(Box annotations for photos)
* Start *

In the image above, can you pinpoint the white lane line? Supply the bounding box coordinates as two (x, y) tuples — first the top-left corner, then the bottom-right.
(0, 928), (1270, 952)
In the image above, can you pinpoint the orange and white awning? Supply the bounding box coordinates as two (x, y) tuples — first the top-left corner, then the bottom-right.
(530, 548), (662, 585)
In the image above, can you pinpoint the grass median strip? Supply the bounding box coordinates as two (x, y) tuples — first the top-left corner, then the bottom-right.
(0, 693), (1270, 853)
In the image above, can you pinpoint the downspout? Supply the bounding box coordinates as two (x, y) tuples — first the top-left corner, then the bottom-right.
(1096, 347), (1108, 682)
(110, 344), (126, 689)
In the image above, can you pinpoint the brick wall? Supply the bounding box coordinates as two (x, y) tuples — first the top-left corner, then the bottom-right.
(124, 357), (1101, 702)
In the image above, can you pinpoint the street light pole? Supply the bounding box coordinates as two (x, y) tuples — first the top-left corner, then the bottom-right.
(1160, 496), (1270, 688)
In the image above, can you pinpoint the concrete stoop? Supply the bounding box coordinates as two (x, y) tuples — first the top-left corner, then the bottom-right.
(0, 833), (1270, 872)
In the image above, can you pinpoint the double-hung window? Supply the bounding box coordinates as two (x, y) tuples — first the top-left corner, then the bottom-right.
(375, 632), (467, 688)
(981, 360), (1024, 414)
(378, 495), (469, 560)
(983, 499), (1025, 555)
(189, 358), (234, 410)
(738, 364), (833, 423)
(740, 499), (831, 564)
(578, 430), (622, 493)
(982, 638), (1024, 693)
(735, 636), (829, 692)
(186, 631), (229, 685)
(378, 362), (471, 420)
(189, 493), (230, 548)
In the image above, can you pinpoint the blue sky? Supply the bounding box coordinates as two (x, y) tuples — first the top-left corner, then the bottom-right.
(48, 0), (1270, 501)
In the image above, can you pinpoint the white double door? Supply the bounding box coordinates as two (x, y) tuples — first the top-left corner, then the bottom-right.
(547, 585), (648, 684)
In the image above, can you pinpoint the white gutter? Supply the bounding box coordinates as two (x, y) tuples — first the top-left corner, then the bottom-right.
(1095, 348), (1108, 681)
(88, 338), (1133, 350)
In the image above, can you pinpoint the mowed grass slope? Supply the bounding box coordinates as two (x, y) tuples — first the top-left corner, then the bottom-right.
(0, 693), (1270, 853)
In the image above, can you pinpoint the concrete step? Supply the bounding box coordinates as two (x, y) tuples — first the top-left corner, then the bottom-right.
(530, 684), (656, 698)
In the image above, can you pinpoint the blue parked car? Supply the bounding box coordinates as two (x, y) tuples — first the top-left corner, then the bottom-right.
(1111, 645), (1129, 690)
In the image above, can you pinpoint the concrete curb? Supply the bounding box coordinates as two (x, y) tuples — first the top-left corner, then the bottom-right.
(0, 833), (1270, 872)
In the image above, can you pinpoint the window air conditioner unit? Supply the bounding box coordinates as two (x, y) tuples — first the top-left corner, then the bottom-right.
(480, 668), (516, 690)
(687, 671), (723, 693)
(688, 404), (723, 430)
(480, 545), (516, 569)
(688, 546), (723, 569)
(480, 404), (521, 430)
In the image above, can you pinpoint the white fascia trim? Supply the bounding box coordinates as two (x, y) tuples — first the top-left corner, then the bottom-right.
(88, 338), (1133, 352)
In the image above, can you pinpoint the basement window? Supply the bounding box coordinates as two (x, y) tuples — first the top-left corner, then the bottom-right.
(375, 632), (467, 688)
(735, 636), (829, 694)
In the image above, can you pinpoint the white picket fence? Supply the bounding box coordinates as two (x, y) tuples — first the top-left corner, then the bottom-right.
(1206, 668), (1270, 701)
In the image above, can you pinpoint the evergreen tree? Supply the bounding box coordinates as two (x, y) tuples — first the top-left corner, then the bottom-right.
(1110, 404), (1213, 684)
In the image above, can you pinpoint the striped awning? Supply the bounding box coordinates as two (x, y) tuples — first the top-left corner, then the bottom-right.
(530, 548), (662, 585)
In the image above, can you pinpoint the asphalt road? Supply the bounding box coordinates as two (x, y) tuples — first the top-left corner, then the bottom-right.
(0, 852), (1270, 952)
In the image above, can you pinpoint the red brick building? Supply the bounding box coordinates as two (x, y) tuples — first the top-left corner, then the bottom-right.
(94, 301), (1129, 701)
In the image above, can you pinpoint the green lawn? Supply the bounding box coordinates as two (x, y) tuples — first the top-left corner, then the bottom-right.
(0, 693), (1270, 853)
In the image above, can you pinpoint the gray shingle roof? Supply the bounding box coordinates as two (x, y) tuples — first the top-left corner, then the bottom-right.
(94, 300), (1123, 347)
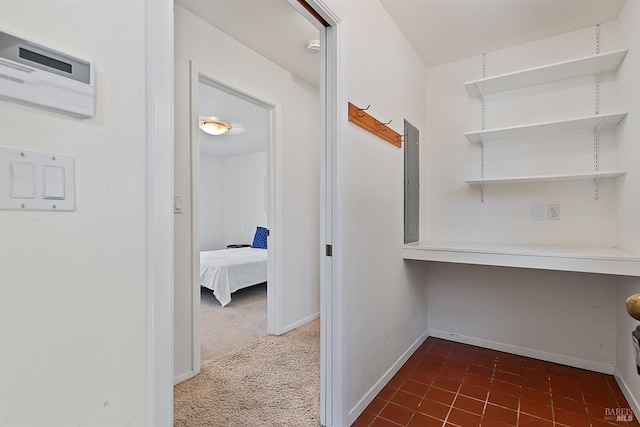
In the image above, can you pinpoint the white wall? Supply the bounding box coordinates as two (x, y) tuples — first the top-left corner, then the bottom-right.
(421, 23), (620, 247)
(428, 263), (616, 374)
(200, 154), (226, 251)
(615, 1), (640, 416)
(224, 152), (267, 245)
(421, 2), (640, 409)
(200, 152), (267, 251)
(174, 5), (320, 378)
(333, 1), (427, 420)
(0, 0), (148, 426)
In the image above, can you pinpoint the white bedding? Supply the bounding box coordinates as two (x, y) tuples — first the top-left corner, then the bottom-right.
(200, 248), (267, 306)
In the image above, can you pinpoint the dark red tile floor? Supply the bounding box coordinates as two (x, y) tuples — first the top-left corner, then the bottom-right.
(353, 338), (640, 427)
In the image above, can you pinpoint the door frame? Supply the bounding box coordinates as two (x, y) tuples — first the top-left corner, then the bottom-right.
(145, 0), (349, 427)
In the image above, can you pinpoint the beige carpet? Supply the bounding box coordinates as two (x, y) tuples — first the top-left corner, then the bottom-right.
(200, 283), (267, 363)
(174, 320), (320, 427)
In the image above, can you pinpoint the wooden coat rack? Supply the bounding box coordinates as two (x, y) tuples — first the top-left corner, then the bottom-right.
(349, 102), (402, 148)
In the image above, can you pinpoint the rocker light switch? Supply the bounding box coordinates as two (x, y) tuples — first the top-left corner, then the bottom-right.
(42, 166), (64, 200)
(0, 147), (76, 211)
(9, 162), (36, 199)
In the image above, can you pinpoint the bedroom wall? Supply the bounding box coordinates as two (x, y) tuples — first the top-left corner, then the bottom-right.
(200, 152), (267, 251)
(0, 0), (148, 426)
(333, 1), (427, 422)
(174, 5), (320, 379)
(200, 154), (226, 251)
(224, 152), (267, 247)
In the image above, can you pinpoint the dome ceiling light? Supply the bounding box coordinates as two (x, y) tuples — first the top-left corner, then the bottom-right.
(200, 117), (231, 135)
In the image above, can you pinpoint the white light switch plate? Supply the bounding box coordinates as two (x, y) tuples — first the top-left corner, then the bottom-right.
(0, 148), (75, 211)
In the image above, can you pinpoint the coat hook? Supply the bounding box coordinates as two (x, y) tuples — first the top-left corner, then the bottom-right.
(378, 120), (393, 132)
(356, 104), (371, 117)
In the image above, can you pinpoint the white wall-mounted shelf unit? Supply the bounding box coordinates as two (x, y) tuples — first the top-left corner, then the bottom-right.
(464, 113), (627, 143)
(464, 49), (627, 97)
(402, 241), (640, 276)
(465, 170), (627, 185)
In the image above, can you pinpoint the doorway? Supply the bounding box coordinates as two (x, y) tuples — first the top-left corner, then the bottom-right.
(146, 0), (348, 425)
(198, 77), (277, 362)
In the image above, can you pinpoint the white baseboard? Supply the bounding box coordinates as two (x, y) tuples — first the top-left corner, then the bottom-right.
(349, 330), (429, 425)
(173, 371), (195, 385)
(282, 312), (320, 334)
(613, 368), (640, 420)
(429, 329), (615, 375)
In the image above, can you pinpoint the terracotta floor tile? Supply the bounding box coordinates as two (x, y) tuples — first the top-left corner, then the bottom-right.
(467, 364), (493, 378)
(480, 418), (516, 427)
(378, 403), (413, 426)
(351, 412), (376, 427)
(364, 396), (387, 415)
(488, 390), (520, 410)
(353, 338), (640, 427)
(443, 358), (469, 371)
(552, 396), (587, 415)
(490, 381), (520, 396)
(407, 370), (437, 385)
(376, 385), (398, 400)
(520, 388), (551, 406)
(553, 408), (591, 427)
(391, 390), (422, 411)
(462, 372), (491, 388)
(591, 418), (627, 427)
(400, 380), (430, 397)
(484, 403), (518, 425)
(522, 377), (551, 393)
(496, 360), (522, 375)
(493, 368), (521, 385)
(453, 395), (484, 415)
(438, 366), (466, 381)
(418, 399), (451, 421)
(426, 388), (456, 405)
(371, 417), (401, 427)
(518, 414), (553, 427)
(551, 384), (582, 401)
(447, 408), (480, 427)
(408, 412), (443, 427)
(431, 376), (460, 393)
(520, 400), (553, 420)
(582, 392), (618, 408)
(458, 383), (489, 401)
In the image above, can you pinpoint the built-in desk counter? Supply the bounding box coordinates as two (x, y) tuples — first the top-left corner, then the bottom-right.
(402, 241), (640, 276)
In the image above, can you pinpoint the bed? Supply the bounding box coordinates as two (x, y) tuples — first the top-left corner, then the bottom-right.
(200, 247), (267, 307)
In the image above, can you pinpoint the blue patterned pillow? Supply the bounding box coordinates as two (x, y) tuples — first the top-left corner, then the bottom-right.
(251, 227), (267, 249)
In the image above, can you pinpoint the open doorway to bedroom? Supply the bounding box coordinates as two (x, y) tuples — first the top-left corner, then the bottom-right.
(199, 79), (271, 362)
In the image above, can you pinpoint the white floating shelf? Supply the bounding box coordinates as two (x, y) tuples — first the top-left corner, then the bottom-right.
(465, 171), (627, 185)
(464, 113), (627, 144)
(464, 49), (627, 97)
(402, 241), (640, 276)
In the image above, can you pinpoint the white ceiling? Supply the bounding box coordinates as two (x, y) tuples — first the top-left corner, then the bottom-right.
(198, 83), (269, 157)
(182, 0), (624, 156)
(380, 0), (624, 67)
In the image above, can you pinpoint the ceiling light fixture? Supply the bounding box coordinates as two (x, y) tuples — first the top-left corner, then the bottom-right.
(200, 117), (231, 135)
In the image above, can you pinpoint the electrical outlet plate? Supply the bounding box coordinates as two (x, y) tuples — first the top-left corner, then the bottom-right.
(531, 203), (547, 221)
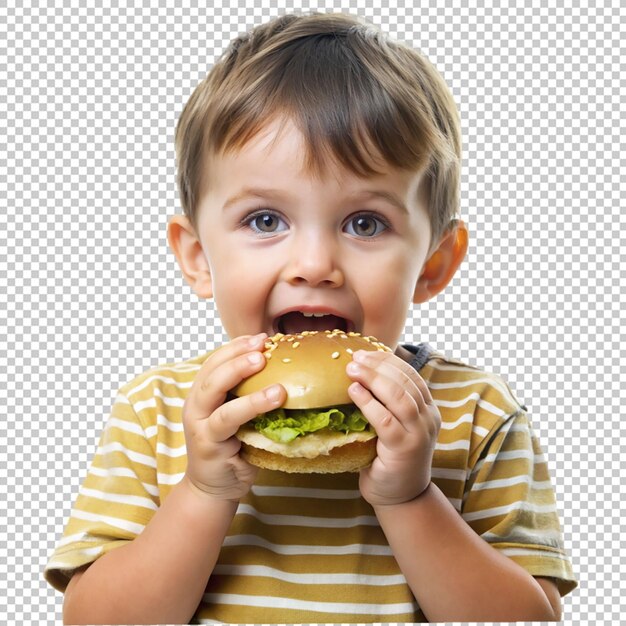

* End *

### WORK TO COMPLETE
Reproduce the items between the line holding "In the image above, can you pinpoint the rocker" and the line holding "(224, 152), (267, 247)", inclusive, requests and all. Add 94 to every number in the box coordinates.

### SOLUTION TO THIS TASK
In the image above, can you pinpoint the rocker light switch? Supply the bounding box coordinates as two (x, y) tuples — first the top-left corner, then the bottom-right.
(136, 260), (158, 294)
(94, 241), (170, 305)
(103, 256), (130, 293)
In the image above, can you pinpoint the bedroom wall? Supply the bounding box coordinates as two (x, y) tuples — first the top-left corner, then the bottom-right.
(294, 246), (361, 345)
(94, 94), (242, 520)
(427, 95), (521, 516)
(268, 99), (414, 473)
(294, 248), (320, 345)
(318, 246), (361, 341)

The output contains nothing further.